Treść zadania:
Przekształć w numerowaną listę wiersze wpisów od wiersza zawierającego „Mark a point on each instance of the gray” do wiersza zawierającego „[(272, 205)]” włącznie. Puste wiersze pomiń.

[Wpisy ze zbioru]
┌──

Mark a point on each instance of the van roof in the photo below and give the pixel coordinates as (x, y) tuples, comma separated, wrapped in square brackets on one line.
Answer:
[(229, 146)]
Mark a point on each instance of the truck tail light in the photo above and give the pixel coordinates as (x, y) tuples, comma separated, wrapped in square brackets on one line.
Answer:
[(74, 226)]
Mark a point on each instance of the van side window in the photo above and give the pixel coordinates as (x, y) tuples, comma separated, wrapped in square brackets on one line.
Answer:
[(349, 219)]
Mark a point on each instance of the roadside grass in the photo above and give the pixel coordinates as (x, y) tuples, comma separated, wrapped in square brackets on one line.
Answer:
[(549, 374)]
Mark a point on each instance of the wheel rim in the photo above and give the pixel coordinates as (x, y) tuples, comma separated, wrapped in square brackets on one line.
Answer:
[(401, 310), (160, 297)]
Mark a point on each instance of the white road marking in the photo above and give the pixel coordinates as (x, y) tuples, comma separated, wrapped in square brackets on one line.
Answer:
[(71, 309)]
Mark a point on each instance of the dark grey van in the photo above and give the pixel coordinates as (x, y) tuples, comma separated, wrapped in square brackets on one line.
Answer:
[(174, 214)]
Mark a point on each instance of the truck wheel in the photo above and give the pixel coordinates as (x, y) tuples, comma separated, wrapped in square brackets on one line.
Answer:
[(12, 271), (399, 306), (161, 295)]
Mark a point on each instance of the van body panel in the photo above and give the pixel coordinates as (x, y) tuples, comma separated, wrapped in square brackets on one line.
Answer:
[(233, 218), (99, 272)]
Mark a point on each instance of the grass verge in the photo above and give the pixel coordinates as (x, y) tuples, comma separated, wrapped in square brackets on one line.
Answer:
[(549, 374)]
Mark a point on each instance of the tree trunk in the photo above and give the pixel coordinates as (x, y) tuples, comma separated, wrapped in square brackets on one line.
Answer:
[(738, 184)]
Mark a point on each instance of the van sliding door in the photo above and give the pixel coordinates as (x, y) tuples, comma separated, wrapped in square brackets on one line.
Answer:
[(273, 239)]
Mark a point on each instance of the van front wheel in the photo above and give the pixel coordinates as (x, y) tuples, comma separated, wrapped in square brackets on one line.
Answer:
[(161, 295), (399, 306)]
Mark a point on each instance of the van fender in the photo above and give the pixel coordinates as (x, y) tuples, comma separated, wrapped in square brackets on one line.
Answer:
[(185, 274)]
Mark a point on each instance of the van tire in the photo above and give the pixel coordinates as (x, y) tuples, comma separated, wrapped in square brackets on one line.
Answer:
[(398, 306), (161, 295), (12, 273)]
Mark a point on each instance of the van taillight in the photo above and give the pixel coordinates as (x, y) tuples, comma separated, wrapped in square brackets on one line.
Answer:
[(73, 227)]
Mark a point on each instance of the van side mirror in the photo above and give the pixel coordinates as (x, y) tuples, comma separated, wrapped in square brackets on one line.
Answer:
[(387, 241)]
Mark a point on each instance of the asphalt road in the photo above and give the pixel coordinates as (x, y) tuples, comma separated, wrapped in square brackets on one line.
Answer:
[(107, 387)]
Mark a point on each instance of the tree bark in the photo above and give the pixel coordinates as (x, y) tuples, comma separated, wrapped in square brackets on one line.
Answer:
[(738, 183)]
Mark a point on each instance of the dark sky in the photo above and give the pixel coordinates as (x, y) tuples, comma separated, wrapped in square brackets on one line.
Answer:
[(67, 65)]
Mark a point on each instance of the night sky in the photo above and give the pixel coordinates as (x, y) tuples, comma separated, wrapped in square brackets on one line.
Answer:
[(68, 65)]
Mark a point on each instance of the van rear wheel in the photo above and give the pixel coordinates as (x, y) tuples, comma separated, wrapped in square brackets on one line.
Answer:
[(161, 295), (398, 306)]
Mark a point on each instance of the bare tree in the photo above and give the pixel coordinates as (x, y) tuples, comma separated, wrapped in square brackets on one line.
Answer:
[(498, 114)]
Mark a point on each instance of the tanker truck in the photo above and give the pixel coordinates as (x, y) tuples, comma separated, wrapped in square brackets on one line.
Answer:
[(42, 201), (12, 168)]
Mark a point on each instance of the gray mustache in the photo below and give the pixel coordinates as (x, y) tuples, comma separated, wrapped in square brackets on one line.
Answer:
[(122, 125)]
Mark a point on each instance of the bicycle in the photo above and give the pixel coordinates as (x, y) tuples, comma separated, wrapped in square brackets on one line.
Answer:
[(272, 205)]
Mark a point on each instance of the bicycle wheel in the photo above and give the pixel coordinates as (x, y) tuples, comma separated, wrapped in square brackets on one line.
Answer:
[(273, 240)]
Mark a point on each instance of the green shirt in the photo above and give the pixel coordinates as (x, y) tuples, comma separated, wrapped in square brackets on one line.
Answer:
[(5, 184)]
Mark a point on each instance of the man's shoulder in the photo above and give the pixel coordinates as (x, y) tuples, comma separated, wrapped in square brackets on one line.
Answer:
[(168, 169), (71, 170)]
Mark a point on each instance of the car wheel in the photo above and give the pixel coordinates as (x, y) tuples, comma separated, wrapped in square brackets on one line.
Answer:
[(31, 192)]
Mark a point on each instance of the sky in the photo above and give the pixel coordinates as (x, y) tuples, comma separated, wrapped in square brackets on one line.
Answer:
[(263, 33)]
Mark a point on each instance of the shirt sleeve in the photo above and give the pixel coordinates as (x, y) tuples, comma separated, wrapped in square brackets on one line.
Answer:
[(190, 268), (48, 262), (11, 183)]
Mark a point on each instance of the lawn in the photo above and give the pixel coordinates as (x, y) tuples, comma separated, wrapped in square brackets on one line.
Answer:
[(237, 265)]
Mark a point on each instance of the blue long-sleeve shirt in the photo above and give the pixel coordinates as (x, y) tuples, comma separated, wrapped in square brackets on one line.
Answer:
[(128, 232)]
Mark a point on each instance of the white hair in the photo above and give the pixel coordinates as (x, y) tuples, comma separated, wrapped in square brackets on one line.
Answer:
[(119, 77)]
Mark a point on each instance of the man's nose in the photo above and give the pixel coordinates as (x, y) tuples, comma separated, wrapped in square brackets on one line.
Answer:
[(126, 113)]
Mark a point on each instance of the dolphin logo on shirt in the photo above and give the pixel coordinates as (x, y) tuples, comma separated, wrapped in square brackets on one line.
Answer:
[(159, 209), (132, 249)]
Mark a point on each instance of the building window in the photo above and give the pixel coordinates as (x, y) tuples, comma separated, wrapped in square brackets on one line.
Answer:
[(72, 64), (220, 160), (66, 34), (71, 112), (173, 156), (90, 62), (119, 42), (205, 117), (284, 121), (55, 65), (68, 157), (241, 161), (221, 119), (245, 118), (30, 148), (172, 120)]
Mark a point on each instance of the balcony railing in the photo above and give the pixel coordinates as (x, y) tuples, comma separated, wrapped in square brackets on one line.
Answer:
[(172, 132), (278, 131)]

└──

Wykonane zadanie:
1. Mark a point on each instance of the gray mustache in the photo below and give the pixel coordinates as (x, y) tuples, comma separated, wrapped in square brackets on one line.
2. Answer:
3. [(122, 125)]
4. Mark a point on each instance of the bicycle in the photo above and give the pixel coordinates as (x, y) tuples, comma separated, wrapped in square brackets on one line.
5. Answer:
6. [(272, 205)]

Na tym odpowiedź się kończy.